[PROMPT]: Filter the material below and copy out every line that contains the string "colon".

╭──

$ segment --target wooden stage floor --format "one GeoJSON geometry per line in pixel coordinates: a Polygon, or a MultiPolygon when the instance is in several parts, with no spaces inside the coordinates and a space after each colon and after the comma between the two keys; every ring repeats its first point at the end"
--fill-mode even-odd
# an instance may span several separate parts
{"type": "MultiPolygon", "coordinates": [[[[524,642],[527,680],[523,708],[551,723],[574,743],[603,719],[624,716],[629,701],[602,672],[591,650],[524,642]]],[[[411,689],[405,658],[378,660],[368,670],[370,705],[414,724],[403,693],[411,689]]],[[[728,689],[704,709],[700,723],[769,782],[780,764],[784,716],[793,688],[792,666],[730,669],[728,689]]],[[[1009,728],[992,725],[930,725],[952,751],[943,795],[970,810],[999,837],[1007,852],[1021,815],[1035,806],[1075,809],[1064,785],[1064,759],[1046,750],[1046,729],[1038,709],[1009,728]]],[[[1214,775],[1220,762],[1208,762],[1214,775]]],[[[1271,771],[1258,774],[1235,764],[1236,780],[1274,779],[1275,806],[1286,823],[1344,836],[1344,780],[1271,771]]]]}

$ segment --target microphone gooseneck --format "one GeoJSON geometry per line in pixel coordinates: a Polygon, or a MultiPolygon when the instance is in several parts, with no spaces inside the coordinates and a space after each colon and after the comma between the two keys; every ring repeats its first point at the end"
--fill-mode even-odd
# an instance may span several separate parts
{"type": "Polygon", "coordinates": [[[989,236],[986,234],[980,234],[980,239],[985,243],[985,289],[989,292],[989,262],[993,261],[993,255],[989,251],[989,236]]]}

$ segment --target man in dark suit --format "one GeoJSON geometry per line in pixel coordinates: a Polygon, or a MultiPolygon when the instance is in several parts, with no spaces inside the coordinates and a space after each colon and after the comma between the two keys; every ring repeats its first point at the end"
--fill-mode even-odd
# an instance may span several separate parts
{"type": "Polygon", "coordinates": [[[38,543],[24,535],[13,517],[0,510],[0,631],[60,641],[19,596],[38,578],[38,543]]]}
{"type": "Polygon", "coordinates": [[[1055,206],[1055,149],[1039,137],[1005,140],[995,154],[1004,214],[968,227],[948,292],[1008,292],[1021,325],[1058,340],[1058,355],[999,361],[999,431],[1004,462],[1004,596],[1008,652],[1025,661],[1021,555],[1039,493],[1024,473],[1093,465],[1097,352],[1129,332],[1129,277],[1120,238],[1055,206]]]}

╰──

[TASK OUTPUT]:
$ segment --target wooden stage floor --format "one GeoJSON geometry per line in pixel coordinates: a Polygon, or a MultiPolygon when the instance is in several parts, with no spaces inside the coordinates and a space after each colon and after the comma between the two keys; every ring repeats its first point at the end"
$ segment --target microphone gooseneck --format "one GeoJSON geometry per line in pixel coordinates: a Polygon, or a MultiPolygon when the instance is in several parts, with no spaces inside the coordinates and a space after each colon and after the comma between the two keys; every ring repeats its first point at the end"
$ segment --target man in dark suit --format "one GeoJSON geometry per line in pixel coordinates: a Polygon, or a MultiPolygon when the instance is in several parts, with no spaces inside the coordinates and a space after each colon and after the comma between the two keys; every ring repeats its first point at the end"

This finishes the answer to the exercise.